%%

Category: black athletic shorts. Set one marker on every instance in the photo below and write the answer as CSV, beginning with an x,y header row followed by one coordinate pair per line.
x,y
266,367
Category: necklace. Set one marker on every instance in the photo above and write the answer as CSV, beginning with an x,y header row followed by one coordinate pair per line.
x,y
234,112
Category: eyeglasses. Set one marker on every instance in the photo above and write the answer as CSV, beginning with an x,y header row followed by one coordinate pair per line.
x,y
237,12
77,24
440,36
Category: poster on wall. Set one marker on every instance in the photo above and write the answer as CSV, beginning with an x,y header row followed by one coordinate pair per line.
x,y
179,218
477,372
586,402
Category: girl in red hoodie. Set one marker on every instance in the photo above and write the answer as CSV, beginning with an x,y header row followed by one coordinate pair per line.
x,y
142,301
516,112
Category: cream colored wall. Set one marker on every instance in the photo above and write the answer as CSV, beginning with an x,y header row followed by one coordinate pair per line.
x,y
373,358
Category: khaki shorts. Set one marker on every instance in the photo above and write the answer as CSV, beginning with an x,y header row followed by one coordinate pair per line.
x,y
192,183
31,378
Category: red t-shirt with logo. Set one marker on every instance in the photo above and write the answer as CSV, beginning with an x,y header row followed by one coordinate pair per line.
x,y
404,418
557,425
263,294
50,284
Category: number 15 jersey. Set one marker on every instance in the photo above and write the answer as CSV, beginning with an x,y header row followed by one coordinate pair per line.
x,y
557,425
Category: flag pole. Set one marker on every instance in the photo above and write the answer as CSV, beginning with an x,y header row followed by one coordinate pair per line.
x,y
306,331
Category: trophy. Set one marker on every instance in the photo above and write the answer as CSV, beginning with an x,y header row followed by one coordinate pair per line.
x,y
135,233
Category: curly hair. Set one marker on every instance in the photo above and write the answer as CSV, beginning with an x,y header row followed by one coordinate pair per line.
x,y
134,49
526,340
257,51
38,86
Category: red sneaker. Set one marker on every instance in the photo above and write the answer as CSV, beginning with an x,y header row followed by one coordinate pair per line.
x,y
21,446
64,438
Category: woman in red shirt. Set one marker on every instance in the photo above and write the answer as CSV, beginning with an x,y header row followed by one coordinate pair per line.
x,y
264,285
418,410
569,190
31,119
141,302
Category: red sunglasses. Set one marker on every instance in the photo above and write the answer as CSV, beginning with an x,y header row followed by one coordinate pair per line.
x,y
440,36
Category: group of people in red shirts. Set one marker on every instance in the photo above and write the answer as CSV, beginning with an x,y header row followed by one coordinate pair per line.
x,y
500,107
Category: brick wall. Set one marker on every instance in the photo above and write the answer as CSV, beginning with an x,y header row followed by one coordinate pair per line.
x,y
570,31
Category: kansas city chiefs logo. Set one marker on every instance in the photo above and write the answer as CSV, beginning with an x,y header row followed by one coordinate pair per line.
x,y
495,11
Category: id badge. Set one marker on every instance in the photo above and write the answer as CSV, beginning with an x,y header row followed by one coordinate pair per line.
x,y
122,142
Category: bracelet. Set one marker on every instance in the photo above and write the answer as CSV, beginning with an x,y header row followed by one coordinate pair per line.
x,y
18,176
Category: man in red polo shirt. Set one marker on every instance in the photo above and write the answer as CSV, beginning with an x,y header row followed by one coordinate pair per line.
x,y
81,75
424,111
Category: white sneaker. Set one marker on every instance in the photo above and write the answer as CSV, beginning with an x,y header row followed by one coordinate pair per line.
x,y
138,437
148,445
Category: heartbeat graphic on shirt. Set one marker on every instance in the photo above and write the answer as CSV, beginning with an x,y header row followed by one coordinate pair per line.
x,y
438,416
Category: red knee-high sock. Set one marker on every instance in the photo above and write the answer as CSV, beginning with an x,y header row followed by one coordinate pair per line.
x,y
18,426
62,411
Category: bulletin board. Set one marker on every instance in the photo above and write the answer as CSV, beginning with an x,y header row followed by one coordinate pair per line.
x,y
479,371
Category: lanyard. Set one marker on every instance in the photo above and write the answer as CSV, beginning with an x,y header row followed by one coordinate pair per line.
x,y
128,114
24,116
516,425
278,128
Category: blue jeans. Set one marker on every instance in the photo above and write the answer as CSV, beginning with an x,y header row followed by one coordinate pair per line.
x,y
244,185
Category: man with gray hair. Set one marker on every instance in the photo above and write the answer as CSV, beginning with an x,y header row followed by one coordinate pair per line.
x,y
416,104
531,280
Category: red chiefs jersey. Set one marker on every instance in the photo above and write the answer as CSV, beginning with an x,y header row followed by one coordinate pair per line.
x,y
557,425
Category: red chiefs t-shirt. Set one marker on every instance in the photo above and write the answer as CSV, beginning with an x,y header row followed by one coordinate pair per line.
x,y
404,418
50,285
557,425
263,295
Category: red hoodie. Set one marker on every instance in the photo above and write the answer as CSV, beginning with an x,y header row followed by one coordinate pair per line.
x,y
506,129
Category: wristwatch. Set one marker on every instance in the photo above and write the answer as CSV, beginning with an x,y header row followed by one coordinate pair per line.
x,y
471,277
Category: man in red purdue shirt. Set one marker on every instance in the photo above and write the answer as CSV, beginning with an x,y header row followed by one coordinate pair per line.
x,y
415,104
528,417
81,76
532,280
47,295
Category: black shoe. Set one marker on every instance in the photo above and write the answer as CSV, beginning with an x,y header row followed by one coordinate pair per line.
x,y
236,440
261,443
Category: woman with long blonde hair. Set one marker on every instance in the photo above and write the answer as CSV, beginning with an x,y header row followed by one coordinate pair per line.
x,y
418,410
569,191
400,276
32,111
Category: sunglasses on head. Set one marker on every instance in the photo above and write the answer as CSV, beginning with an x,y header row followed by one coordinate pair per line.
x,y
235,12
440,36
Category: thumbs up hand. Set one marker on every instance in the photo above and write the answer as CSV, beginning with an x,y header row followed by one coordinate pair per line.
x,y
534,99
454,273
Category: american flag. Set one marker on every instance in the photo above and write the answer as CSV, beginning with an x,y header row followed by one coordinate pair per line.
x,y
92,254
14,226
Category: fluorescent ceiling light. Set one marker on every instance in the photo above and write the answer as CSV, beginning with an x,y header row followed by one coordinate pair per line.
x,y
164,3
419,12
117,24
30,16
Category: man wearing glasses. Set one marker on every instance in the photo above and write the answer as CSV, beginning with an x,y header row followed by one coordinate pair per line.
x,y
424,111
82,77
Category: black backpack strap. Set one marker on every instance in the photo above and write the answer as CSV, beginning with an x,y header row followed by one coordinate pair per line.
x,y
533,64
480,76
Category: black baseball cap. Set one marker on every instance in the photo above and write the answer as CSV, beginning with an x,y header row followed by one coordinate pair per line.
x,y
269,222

%%

### Work to be completed
Reproduce the stretch of the listing from the line containing "Category: man wearing" through the end of the listing, both ends included, with the requests left unchanged. In the answers, multiply every x,y coordinate by 1.4 and round each result to a whole number, with halves rounded up; give only these lines.

### Exercise output
Category: man wearing glasses. Set one marker on every instance in the photo above and write the answer as CSV, beginning with an x,y header row followed by one coordinate pair per line.
x,y
594,155
115,108
Category: black backpack strap. Set one marker on every instance in the photo above and write the answer as CSV, beginning with an x,y header row followed by one coordinate pair per line.
x,y
746,90
672,106
Category: black baseball cap. Set one marker on every instance in the photo above and write the answer as CSV, beginning with an x,y header row followed by one coordinate pair per line.
x,y
377,311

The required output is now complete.